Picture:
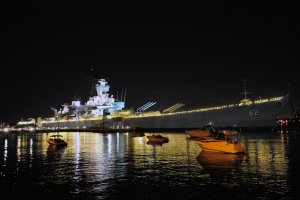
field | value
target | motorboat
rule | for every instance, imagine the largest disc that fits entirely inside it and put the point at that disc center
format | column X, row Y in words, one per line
column 157, row 138
column 136, row 134
column 198, row 133
column 228, row 144
column 56, row 140
column 209, row 159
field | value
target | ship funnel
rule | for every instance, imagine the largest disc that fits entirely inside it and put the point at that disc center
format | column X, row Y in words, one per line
column 173, row 108
column 150, row 105
column 145, row 106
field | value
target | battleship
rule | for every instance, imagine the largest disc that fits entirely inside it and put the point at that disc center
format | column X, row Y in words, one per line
column 104, row 111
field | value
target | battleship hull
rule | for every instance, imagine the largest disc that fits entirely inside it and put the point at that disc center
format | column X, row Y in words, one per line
column 256, row 115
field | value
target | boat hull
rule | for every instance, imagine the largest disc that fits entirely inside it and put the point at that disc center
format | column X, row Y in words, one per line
column 222, row 146
column 257, row 115
column 56, row 142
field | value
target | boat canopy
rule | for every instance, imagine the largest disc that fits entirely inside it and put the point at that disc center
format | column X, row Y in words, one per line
column 230, row 133
column 56, row 136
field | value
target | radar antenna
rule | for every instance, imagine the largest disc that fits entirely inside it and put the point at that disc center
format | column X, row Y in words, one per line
column 245, row 89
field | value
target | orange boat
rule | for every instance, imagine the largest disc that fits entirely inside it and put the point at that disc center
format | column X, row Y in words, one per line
column 229, row 144
column 157, row 138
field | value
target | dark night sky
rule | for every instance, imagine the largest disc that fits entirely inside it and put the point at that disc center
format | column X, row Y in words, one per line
column 196, row 59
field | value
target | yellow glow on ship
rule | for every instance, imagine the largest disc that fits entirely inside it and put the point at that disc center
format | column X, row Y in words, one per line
column 129, row 114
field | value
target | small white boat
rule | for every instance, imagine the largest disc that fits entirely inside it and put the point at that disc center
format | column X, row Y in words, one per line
column 56, row 140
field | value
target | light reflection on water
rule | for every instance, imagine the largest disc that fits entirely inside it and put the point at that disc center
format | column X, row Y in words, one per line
column 106, row 166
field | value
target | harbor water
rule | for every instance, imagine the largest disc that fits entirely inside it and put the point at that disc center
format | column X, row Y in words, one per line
column 117, row 166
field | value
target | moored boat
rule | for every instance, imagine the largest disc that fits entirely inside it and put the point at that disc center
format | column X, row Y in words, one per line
column 157, row 138
column 56, row 140
column 136, row 134
column 229, row 144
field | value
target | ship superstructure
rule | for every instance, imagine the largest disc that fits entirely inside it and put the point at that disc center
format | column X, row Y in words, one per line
column 96, row 106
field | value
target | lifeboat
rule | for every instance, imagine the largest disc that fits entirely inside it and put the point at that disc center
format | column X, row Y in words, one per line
column 230, row 143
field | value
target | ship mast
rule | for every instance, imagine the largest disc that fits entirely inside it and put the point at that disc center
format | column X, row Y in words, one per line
column 245, row 100
column 245, row 89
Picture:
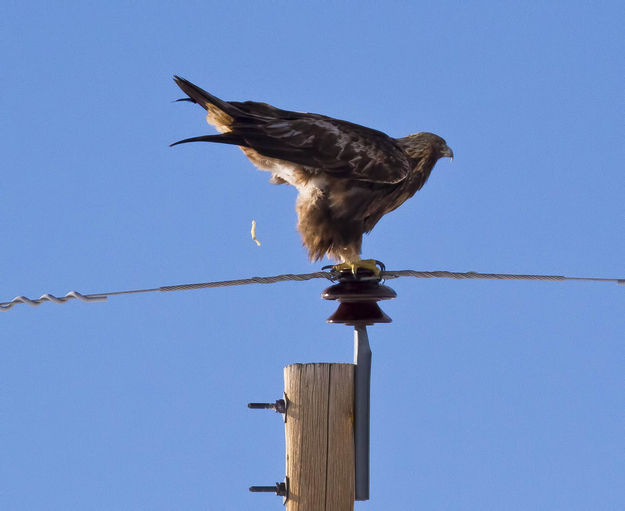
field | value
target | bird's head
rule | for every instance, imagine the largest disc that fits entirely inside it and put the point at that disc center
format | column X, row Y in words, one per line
column 425, row 145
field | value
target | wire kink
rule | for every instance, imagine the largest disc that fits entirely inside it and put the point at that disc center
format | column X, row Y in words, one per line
column 393, row 274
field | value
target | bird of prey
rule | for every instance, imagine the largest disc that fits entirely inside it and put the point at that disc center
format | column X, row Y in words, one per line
column 348, row 176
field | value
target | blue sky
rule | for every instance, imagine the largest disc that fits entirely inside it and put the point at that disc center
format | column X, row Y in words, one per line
column 486, row 394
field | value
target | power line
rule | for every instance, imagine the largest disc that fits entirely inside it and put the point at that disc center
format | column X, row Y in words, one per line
column 393, row 274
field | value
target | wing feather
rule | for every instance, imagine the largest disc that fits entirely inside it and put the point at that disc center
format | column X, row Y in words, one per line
column 337, row 147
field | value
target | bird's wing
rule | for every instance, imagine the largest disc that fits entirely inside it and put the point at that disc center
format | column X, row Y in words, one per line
column 337, row 147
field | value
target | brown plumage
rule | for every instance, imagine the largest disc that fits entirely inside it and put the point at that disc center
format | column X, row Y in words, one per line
column 348, row 176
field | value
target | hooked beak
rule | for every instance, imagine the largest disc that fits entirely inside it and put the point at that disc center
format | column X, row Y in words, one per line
column 204, row 138
column 447, row 153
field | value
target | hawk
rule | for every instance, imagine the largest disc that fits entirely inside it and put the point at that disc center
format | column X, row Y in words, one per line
column 347, row 176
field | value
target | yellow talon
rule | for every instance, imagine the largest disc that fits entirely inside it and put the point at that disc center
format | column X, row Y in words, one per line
column 367, row 264
column 254, row 232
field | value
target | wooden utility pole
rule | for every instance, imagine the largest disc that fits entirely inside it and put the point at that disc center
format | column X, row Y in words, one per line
column 319, row 436
column 326, row 409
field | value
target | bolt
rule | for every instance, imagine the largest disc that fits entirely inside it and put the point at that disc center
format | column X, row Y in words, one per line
column 279, row 406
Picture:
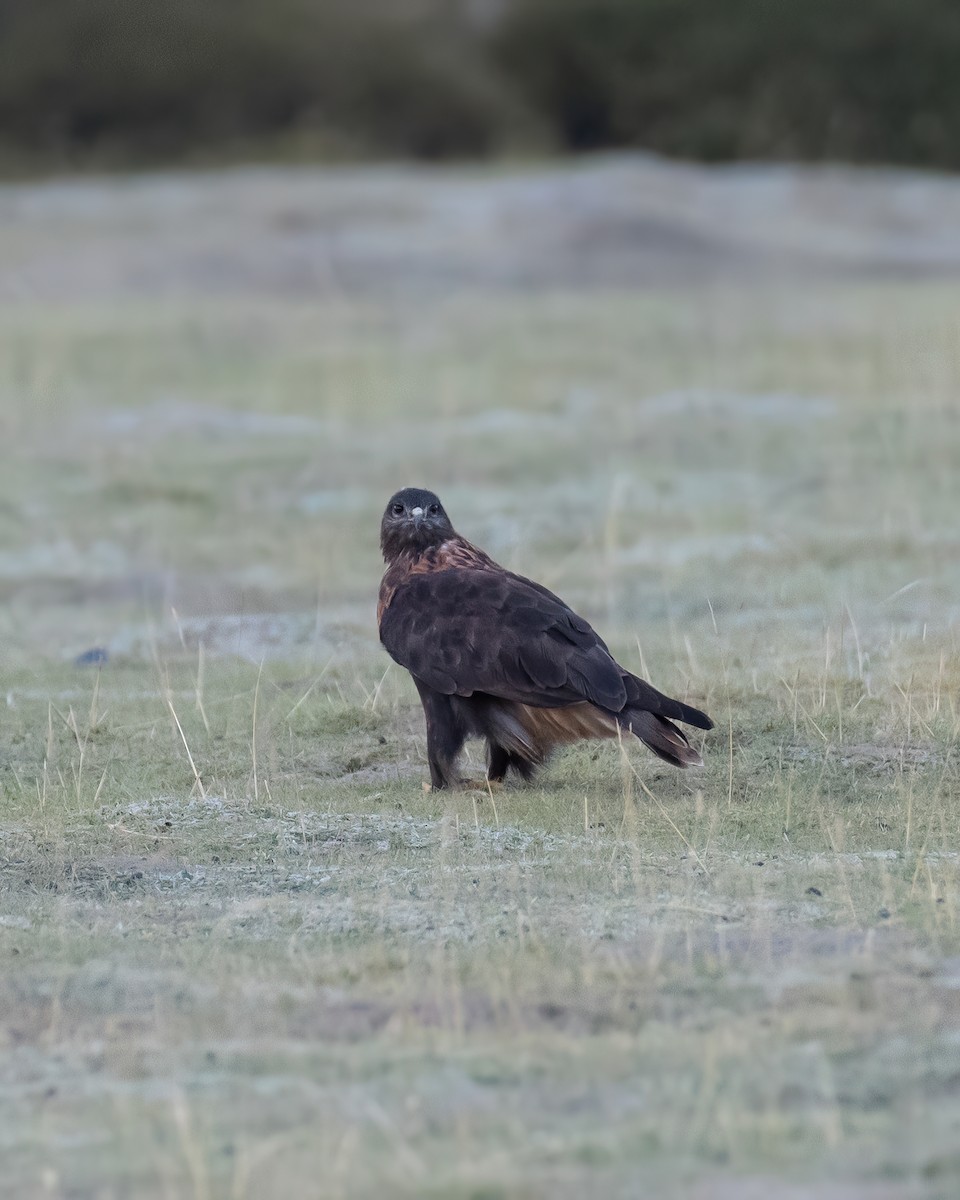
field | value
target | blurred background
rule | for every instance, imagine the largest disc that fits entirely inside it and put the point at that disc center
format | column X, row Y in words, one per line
column 118, row 84
column 663, row 297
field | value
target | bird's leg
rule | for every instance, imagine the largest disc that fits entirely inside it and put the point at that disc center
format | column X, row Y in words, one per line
column 499, row 760
column 445, row 736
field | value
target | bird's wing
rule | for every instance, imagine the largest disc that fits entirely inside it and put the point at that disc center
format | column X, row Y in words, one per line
column 489, row 630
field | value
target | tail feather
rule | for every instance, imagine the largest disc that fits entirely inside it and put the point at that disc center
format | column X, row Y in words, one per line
column 661, row 736
column 643, row 695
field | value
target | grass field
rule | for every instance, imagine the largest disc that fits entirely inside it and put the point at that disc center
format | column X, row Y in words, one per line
column 243, row 953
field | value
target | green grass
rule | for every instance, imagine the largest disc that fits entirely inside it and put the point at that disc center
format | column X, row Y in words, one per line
column 245, row 953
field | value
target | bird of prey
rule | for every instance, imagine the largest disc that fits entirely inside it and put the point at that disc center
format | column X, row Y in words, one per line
column 497, row 655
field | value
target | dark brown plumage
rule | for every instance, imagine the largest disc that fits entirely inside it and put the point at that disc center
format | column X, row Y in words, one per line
column 497, row 655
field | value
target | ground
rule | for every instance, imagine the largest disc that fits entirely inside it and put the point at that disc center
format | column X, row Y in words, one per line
column 243, row 951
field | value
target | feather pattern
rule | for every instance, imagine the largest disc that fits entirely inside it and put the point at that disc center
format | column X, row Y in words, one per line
column 496, row 654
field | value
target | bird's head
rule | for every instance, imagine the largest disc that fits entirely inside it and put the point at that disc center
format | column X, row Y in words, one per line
column 413, row 520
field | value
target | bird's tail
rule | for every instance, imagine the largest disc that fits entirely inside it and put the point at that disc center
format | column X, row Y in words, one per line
column 661, row 736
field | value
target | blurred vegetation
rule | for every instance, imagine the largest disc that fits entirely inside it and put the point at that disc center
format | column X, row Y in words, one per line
column 109, row 81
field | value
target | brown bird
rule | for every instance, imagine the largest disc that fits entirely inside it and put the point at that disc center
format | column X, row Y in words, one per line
column 497, row 655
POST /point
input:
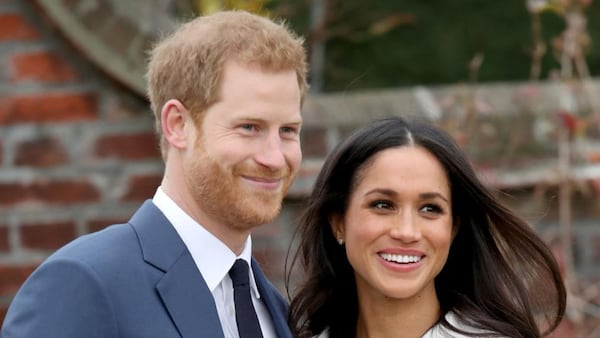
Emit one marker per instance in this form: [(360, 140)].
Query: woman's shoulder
[(441, 331)]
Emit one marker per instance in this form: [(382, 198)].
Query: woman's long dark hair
[(499, 276)]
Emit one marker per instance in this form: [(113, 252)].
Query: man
[(226, 91)]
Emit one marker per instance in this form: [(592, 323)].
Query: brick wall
[(77, 152)]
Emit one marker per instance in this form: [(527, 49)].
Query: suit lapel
[(277, 308), (182, 289), (189, 300)]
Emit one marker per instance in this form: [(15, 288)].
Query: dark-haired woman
[(401, 239)]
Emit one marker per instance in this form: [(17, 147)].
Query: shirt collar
[(212, 257)]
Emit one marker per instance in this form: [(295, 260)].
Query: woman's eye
[(381, 205), (431, 208), (248, 126)]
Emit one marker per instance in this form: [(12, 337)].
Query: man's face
[(248, 148)]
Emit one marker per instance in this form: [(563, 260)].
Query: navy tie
[(245, 315)]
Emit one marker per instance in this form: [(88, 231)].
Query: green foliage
[(436, 43)]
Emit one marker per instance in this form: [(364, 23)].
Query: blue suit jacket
[(128, 280)]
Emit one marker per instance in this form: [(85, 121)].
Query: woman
[(401, 239)]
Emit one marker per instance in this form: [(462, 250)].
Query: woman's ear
[(337, 227), (455, 226)]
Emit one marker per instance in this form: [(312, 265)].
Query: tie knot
[(239, 273)]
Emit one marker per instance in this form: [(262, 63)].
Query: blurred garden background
[(516, 83)]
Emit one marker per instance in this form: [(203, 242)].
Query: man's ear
[(337, 226), (174, 117)]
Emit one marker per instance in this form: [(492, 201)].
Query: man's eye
[(291, 130), (381, 205)]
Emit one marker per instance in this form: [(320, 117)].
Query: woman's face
[(398, 226)]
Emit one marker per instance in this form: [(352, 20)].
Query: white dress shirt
[(214, 260)]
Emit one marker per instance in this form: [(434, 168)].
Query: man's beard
[(224, 196)]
- - -
» Your goal
Put every line of the material from the one holding "Emit one marker per instance in this form: [(312, 265)]." through the last line, inclusive, into a Markdown table with the columns Row and Line, numbering each row and leaving out blank lines.

» Correct output
| Row | Line |
|---|---|
| 1 | Emit one marker per instance in this form: [(312, 265)]. |
| 2 | Query: tie knot |
| 3 | [(239, 273)] |
| 4 | Emit one marker per instance in this form: [(262, 63)]. |
| 5 | Query: blurred garden background |
| 6 | [(516, 83)] |
| 7 | Emit one marker per instance in this form: [(203, 242)]. |
| 8 | Query: man's ear |
| 9 | [(337, 226), (174, 117)] |
| 10 | Emit one marker per instance in this form: [(492, 201)]. |
| 11 | Query: man's eye |
| 12 | [(291, 130), (381, 205)] |
| 13 | Emit one marker per instance in this form: [(320, 117)]. |
| 14 | Query: woman's face |
| 15 | [(398, 226)] |
| 16 | Emit one marker per instance in this form: [(352, 20)]. |
| 17 | Query: white dress shirt |
| 18 | [(214, 260)] |
| 19 | Emit one marker per instance in this form: [(434, 168)]. |
| 20 | Query: man's beard |
| 21 | [(224, 196)] |